## Task data:
>>>

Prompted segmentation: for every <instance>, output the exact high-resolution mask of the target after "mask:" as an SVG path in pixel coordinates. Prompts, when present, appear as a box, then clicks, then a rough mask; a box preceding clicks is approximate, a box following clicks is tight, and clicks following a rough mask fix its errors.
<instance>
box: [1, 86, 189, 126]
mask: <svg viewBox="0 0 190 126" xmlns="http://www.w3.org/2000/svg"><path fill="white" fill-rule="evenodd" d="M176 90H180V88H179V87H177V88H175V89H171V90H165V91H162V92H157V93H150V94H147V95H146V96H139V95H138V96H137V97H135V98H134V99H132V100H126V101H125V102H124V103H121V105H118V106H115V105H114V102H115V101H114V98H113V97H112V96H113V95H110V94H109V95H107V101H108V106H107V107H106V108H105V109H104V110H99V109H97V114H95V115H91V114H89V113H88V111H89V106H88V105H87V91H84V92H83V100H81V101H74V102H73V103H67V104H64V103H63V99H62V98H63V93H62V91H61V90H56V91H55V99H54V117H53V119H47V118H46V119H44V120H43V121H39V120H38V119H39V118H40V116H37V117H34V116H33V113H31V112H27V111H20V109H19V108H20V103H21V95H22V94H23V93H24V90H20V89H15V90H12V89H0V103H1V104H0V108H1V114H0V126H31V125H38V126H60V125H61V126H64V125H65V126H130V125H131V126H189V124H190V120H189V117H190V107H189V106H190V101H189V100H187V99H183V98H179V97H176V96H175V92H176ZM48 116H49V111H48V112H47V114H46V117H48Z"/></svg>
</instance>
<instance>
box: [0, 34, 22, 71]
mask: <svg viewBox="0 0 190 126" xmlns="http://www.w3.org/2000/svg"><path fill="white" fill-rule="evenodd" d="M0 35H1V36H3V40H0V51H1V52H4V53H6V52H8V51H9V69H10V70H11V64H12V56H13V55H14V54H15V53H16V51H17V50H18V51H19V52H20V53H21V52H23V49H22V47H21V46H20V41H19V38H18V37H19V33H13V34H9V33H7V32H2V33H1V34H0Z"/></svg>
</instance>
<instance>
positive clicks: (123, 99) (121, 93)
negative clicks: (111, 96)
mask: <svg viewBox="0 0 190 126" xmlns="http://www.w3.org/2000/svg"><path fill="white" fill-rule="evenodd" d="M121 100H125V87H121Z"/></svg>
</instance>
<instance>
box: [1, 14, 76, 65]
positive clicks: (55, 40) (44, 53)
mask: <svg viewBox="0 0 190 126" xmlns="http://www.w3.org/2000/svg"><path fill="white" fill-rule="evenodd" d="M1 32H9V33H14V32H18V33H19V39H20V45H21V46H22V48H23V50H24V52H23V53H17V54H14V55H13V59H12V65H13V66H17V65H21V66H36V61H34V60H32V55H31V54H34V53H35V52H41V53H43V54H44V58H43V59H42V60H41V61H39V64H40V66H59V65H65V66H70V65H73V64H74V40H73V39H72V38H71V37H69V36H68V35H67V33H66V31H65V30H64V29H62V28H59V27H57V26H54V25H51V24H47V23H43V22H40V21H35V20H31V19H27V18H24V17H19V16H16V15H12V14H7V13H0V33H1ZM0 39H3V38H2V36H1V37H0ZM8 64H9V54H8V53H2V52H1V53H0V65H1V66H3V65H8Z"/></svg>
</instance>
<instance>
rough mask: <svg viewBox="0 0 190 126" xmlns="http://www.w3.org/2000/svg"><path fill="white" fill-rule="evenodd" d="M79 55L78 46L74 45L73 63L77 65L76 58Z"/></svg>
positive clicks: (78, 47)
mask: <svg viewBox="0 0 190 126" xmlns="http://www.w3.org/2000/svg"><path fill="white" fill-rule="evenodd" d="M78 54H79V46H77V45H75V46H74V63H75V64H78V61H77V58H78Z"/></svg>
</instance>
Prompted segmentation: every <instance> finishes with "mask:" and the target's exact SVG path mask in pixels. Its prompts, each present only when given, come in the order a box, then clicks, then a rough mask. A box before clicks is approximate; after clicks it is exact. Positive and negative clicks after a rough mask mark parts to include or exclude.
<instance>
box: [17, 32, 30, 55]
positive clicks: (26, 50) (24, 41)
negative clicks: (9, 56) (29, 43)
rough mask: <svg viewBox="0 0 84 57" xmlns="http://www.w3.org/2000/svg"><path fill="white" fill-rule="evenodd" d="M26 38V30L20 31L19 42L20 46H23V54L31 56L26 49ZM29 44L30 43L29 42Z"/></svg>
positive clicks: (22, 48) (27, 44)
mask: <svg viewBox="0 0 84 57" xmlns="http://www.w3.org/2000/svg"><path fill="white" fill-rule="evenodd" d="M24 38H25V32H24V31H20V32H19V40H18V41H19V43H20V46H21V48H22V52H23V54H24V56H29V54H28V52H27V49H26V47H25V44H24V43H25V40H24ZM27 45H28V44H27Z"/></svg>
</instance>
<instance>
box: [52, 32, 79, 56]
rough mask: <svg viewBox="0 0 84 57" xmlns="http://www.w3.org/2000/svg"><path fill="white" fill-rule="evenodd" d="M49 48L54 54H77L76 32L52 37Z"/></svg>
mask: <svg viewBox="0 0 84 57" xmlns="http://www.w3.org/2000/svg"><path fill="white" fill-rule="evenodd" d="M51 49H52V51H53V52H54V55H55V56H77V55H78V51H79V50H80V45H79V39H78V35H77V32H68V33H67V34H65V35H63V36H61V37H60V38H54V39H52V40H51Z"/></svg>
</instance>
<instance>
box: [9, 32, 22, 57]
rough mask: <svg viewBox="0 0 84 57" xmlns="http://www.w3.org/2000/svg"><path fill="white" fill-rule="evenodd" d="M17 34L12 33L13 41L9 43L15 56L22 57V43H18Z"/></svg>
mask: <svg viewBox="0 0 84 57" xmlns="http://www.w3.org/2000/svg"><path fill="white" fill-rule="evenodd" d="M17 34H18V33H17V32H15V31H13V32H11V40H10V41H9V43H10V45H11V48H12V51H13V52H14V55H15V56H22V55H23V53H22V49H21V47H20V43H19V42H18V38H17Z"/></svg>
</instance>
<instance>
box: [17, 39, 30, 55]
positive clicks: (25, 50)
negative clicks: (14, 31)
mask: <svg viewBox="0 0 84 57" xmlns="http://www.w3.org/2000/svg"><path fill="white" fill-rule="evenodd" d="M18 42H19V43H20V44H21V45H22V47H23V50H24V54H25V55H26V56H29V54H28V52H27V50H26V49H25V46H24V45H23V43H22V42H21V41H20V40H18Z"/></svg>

<<<
>>>

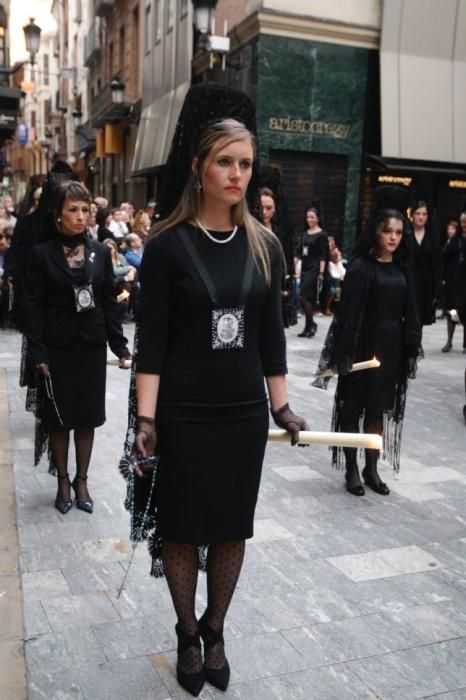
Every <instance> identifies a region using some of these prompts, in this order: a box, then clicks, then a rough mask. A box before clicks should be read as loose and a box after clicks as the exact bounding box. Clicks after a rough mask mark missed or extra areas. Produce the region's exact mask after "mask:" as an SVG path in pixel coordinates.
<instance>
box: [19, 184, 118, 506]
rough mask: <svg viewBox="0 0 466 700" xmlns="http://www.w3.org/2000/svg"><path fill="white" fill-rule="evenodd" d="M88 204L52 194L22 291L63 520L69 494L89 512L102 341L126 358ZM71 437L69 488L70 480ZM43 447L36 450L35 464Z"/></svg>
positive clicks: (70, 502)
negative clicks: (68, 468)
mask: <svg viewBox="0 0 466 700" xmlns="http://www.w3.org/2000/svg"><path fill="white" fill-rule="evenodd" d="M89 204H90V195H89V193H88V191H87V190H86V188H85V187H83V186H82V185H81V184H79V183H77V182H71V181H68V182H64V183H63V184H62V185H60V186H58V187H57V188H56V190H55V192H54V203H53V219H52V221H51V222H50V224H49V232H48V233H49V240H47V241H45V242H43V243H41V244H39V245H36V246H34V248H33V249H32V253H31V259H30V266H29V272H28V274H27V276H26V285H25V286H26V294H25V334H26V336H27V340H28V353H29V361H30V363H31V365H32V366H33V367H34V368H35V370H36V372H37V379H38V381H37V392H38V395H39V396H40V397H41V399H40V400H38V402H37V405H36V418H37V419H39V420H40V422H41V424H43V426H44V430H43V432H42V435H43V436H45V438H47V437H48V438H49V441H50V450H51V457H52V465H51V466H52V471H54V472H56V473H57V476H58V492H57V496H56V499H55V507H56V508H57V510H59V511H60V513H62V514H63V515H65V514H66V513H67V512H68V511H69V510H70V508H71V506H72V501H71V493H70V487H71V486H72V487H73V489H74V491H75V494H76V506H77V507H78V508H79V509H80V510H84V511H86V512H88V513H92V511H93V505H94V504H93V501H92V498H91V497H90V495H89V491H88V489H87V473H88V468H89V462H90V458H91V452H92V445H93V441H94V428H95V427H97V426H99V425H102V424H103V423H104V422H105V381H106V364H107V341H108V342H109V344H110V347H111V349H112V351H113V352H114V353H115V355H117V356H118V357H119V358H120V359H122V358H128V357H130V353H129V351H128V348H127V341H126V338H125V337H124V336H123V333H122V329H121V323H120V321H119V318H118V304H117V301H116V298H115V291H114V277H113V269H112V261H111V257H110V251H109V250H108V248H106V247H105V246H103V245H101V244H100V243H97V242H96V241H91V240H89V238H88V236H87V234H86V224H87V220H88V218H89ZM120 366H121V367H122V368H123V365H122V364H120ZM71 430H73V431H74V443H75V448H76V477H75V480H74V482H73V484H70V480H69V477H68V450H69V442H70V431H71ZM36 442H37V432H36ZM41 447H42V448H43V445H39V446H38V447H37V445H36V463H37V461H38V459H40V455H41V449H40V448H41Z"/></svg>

<<<
>>>

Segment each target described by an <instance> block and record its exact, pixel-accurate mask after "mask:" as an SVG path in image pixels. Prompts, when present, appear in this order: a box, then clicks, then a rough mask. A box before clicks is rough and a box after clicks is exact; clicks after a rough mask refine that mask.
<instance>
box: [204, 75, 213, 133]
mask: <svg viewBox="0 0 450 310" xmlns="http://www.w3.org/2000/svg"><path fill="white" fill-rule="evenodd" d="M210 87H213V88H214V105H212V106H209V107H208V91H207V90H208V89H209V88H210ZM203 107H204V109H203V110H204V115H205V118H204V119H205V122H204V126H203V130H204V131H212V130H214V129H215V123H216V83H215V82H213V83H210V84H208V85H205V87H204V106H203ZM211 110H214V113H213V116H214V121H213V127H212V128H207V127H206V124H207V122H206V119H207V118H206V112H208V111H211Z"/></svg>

<<<

## Requirement:
Wherever the string "each" appears in the listing above, show the whole line.

## Reply to the task:
Prompted segmentation: every <instance> finishes with "mask:" and the target's exact SVG path mask in pixels. Its prompts, each present only when given, come in the order a box, then clicks, then a rough mask. A box before clicks is approximate; after clicks it is exact. Positive and negative clicks after a rough mask mark parts to include or exclude.
Segment each target described by an <instance> block and record its exact, pixel-accurate mask after "mask:" as an SVG path in image pixels. Prompts, when present, appear in this order: a box, then clicks, then a rough mask. A box before clicks is rough and a box after clicks is exact; clicks after a rough mask refine that mask.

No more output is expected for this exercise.